BEGIN

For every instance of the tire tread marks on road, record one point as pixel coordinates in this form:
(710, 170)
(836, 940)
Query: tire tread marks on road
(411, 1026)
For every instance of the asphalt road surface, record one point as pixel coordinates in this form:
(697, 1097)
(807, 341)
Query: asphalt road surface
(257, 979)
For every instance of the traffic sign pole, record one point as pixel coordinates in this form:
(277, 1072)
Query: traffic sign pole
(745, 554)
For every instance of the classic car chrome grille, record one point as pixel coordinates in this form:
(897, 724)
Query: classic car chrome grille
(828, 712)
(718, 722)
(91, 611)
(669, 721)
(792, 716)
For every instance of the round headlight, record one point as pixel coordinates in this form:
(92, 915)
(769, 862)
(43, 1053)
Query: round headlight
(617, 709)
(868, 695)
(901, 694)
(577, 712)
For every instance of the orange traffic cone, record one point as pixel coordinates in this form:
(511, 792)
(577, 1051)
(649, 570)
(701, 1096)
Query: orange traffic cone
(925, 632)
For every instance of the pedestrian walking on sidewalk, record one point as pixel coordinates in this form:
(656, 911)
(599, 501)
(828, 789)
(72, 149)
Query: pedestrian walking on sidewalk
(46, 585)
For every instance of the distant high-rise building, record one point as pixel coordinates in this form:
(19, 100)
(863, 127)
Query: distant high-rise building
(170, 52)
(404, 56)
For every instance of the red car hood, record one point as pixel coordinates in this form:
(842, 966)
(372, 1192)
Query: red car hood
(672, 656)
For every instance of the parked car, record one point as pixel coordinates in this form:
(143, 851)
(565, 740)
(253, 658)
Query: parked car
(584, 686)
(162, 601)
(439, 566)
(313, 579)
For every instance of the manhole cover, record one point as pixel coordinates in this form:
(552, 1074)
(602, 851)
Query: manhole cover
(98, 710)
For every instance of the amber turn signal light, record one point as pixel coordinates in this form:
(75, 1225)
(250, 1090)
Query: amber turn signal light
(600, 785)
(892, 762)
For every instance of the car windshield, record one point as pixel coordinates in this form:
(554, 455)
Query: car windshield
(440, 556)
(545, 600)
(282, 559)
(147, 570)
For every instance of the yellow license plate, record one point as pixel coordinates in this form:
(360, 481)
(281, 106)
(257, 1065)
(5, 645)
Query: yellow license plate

END

Exercise goal> Write down exactly the line with "Query: amber turn signal light", then each line after it through the end of the data.

Task answer>
Query: amber turn signal light
(600, 785)
(892, 762)
For every instance of the car windshield, record one point as pixel coordinates in this form:
(554, 455)
Query: car windshield
(440, 556)
(545, 600)
(282, 559)
(147, 570)
For every instance of the yellow license plate, record one point as pixel coordinates in this form:
(360, 481)
(281, 106)
(257, 1065)
(5, 645)
Query: yellow license plate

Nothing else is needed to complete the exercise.